(Point-per-instance localization data)
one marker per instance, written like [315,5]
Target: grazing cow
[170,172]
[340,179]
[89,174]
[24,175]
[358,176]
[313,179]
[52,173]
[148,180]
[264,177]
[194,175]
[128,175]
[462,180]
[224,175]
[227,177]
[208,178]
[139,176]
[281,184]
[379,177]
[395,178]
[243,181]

* **Required work**
Repeat all of the records exactly.

* **Task response**
one marker per instance, written like [315,5]
Target: grazing cow
[170,172]
[340,179]
[89,174]
[24,175]
[358,176]
[313,179]
[52,173]
[148,180]
[264,177]
[194,175]
[128,175]
[462,180]
[224,175]
[227,177]
[208,178]
[139,176]
[281,184]
[379,177]
[395,178]
[243,181]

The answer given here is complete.